* [O QUE FAZER]
1. Transcreva, do texto sobre a convivência com animais, tudo desde "Em casa, quando" até "além da estimação.".
2. Retome o texto sobre a convivência com animais a partir do ponto em que ele para.

* [TEXTO CITADO]
:::::

Em casa, quando nos referimos a pessoas que gostam
muito de animais, dizemos que são cachorrentos. De tempos em tempos, tentávamos
nos transformar neste tipo de gente. Tivemos algumas experiências mais ou menos
longas ou curtas. Nem podemos dizer que desistimos definitivamente. Mas, quer
saber? Hoje não trocaríamos a liberdade por algum latido ou miado peludo muito
próximos de nós.
Fui criado numa conurbação como as que viraram os
distritos no processo de urbanização do país nos anos de 1960. Era bastante
comum em toda residência ter cachorros e gatos no quintal. Na casa de meus pais,
além dos gatos – os nossos, os agregados e os visitantes -, também porcos,
galinhas, patos e marrecos meus preferidos, pois via neles algo para além da estimação.

:::::

* [TRECHOS DOS REGISTROS]
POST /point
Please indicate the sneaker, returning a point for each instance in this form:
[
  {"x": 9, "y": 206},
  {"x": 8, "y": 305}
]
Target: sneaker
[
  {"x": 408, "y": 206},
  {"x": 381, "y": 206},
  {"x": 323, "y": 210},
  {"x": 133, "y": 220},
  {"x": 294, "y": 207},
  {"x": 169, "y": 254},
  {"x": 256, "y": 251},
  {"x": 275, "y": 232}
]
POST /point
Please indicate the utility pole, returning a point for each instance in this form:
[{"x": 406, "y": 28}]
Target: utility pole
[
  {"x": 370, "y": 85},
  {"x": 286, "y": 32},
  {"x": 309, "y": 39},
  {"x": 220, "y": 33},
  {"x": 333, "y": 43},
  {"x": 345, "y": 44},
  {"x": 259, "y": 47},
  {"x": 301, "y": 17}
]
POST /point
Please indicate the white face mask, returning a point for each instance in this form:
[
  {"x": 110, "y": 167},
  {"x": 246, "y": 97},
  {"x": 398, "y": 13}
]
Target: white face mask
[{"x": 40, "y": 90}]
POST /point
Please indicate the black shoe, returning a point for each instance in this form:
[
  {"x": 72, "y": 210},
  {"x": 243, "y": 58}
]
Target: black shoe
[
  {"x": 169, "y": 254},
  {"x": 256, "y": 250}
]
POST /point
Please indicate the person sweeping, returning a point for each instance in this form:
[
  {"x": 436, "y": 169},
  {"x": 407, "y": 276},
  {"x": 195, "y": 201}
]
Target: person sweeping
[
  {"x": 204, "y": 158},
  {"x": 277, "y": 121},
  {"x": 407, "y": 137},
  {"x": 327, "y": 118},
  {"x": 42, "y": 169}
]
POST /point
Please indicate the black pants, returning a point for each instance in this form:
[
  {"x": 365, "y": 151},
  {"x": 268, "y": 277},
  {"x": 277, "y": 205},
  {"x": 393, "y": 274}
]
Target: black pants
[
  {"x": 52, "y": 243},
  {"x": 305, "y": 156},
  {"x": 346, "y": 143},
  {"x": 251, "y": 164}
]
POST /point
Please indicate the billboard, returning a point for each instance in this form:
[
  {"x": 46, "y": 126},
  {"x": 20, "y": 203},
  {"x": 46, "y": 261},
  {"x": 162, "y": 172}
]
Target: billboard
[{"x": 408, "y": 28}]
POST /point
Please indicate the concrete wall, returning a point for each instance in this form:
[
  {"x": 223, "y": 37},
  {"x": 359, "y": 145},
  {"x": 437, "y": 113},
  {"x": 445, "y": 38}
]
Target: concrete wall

:::::

* [RESULTADOS]
1.
Em casa, quando nos referimos a pessoas que gostam
muito de animais, dizemos que são cachorrentos. De tempos em tempos, tentávamos
nos transformar neste tipo de gente. Tivemos algumas experiências mais ou menos
longas ou curtas. Nem podemos dizer que desistimos definitivamente. Mas, quer
saber? Hoje não trocaríamos a liberdade por algum latido ou miado peludo muito
próximos de nós.
Fui criado numa conurbação como as que viraram os
distritos no processo de urbanização do país nos anos de 1960. Era bastante
comum em toda residência ter cachorros e gatos no quintal. Na casa de meus pais,
além dos gatos – os nossos, os agregados e os visitantes -, também porcos,
galinhas, patos e marrecos meus preferidos, pois via neles algo para além da estimação.

2.
Naquele tempo, não havia os pet shoppings que abundam como farmácias e templos religiosos.
Comprar produtos para cuidar da beleza e da saúde dos animais não era muito corriqueiro.
A coisa era caseira. Comumente caninos e felinos de pequeno porte frequentavam
as penteadeiras das casas em meio a escovas, talcos, perfumes e cremes de suas
donas, ou das nossas mães, irmãs e tias (nesse caso, sorrateiramente). Quando
adoeciam, o diagnóstico era ordinário; o tratamento de rodelas de sabugo de
milho enfiadas num cordão preso ao pescoço a fim de combater a tosse e espantar
a rabugem era o que se tinha. Claro que não combatia e nem espantava nada e
também nenhum mal fazia. A gripe e a sarna iam e vinham quase ao sabor do
acaso.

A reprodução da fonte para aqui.